### [Instructions for the task]
The expected output is exactly the lines below, starting at the line with "box: [255, 114, 396, 178]" and ending at the line with "116L276 131L254 168L257", both included; no other line belongs in it.

### [Dataset entries]

======

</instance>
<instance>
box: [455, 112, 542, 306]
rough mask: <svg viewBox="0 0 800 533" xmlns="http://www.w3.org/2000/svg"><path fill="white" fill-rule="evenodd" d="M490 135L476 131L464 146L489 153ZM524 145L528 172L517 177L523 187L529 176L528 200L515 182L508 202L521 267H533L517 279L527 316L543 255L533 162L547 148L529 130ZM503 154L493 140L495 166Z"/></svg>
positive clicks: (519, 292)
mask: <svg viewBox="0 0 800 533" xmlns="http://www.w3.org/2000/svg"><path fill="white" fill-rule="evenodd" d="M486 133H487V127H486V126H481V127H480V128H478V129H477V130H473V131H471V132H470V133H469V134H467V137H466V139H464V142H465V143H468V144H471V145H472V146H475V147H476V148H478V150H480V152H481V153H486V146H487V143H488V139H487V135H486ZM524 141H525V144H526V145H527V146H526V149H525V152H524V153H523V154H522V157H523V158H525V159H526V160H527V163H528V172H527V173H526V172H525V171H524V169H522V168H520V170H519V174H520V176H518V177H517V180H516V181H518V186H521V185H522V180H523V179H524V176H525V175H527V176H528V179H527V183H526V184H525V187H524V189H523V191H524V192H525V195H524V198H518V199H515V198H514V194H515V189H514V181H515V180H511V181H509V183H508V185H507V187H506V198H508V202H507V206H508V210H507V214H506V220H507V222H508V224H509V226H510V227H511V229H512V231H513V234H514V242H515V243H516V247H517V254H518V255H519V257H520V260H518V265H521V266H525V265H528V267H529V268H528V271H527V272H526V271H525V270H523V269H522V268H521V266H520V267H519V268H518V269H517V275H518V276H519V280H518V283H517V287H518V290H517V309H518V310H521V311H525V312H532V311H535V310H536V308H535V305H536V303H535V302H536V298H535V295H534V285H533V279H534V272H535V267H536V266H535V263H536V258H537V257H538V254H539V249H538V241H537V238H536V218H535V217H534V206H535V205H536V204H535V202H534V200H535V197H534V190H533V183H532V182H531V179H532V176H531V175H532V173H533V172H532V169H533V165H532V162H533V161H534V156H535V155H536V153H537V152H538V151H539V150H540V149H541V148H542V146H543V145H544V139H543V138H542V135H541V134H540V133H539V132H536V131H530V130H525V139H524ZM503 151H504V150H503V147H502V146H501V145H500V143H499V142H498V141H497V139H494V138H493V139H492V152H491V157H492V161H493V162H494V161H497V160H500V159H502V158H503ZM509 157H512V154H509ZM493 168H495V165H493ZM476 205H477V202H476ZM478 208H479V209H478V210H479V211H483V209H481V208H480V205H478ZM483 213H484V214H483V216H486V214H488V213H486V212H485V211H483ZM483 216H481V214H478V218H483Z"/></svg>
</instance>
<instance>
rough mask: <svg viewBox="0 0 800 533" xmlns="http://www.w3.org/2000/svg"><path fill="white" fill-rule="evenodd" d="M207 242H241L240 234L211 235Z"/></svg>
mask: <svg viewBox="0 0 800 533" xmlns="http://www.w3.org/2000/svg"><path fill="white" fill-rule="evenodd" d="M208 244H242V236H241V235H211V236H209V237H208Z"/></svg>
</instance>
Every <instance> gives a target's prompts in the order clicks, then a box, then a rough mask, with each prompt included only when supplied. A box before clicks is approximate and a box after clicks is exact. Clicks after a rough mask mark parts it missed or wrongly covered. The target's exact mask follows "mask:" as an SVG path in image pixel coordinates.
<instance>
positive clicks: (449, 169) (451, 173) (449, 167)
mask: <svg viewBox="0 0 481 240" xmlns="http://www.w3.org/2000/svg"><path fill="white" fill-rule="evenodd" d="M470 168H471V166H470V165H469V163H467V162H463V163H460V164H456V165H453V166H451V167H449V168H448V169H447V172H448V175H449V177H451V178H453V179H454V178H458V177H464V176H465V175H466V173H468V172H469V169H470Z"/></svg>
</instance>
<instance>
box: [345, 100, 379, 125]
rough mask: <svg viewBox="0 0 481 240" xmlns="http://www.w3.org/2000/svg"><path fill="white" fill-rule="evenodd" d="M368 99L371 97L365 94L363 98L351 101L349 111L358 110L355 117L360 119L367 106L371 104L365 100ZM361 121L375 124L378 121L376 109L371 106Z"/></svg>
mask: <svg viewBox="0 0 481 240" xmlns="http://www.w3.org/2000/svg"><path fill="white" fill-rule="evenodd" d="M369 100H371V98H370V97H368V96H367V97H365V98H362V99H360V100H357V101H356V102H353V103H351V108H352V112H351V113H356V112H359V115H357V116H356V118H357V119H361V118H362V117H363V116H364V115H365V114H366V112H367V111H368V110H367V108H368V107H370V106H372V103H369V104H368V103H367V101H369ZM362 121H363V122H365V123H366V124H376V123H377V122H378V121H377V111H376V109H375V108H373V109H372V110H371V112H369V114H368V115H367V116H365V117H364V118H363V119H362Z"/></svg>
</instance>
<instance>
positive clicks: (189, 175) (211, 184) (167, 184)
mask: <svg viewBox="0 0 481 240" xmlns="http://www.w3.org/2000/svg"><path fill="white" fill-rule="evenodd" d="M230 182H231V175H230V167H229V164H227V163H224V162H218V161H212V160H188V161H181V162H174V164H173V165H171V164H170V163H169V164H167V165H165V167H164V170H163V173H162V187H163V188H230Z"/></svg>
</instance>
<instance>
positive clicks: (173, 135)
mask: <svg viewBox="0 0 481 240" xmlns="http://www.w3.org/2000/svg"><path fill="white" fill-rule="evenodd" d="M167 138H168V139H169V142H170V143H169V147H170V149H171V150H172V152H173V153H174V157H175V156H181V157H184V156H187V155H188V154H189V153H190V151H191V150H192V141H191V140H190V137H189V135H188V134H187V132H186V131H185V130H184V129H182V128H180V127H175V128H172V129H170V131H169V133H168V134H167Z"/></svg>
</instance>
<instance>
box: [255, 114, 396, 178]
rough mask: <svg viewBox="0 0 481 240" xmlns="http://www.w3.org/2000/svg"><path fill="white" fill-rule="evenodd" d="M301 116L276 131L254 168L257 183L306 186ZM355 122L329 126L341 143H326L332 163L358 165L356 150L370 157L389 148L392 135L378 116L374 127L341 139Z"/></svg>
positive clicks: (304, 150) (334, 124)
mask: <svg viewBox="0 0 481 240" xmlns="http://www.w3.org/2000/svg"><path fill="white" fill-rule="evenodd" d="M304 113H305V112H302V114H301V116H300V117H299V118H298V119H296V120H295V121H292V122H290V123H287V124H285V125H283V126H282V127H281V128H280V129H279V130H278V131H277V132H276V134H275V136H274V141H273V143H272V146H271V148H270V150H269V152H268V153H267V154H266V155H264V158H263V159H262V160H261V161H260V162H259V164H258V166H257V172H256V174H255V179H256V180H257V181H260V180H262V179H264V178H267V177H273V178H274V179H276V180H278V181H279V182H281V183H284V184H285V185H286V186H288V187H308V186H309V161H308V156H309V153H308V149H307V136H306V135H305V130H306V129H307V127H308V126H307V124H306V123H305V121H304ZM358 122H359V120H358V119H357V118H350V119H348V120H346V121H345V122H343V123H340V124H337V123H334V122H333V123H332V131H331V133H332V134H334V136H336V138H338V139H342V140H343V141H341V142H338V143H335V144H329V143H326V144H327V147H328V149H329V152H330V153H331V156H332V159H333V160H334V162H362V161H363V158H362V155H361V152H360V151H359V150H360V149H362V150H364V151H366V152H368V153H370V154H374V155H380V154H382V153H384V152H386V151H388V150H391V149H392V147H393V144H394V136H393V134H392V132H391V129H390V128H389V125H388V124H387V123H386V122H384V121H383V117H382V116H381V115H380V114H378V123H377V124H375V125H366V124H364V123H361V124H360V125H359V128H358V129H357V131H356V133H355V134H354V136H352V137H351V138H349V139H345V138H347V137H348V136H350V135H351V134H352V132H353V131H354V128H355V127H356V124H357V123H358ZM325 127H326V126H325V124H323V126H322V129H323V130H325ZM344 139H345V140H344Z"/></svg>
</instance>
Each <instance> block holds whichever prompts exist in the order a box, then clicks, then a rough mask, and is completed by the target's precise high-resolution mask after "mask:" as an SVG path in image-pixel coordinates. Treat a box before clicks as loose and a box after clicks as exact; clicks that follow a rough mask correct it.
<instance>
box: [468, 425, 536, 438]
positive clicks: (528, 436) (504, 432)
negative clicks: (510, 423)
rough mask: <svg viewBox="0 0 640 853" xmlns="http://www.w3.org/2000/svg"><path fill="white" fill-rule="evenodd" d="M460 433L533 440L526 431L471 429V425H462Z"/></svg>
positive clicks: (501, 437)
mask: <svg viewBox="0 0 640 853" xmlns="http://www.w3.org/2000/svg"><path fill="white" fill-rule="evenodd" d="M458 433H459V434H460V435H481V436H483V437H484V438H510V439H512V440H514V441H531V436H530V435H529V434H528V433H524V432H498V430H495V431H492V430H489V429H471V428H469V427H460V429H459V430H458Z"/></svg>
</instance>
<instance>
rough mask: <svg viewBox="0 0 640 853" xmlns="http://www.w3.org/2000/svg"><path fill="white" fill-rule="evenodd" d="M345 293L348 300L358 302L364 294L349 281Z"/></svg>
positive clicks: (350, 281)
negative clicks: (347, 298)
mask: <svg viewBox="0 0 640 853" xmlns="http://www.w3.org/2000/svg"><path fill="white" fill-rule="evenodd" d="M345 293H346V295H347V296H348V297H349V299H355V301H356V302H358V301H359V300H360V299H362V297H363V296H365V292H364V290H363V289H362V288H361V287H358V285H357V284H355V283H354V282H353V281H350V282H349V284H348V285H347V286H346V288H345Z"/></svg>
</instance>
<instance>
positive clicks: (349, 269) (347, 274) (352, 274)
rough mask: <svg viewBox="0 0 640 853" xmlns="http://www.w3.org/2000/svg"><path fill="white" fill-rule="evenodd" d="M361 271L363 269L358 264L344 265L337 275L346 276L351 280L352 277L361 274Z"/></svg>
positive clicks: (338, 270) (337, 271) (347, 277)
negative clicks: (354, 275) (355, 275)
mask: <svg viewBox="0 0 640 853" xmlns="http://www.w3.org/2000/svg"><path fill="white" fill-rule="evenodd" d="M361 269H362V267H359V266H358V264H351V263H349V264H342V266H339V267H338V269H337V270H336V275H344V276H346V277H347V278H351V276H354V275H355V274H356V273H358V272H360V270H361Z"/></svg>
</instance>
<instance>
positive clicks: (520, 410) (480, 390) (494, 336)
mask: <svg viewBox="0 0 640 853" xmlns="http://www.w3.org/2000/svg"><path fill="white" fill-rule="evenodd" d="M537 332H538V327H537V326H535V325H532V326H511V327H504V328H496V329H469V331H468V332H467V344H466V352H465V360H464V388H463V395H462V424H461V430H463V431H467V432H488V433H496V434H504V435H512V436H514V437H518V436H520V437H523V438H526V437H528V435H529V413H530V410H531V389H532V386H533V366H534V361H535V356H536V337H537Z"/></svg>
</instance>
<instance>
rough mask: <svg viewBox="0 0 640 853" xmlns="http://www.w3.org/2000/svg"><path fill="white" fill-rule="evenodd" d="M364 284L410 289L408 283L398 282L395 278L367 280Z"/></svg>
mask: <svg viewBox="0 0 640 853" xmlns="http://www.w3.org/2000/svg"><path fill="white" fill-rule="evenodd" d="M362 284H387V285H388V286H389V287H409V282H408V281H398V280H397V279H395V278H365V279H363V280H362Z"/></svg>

======

### [Output of the task]
box: [255, 114, 396, 178]
rough mask: <svg viewBox="0 0 481 240" xmlns="http://www.w3.org/2000/svg"><path fill="white" fill-rule="evenodd" d="M301 116L276 131L254 168L257 183L306 186ZM355 122L329 126L341 143H326L332 163L358 165L356 150L370 157L389 148L392 135L378 116L374 127L341 139Z"/></svg>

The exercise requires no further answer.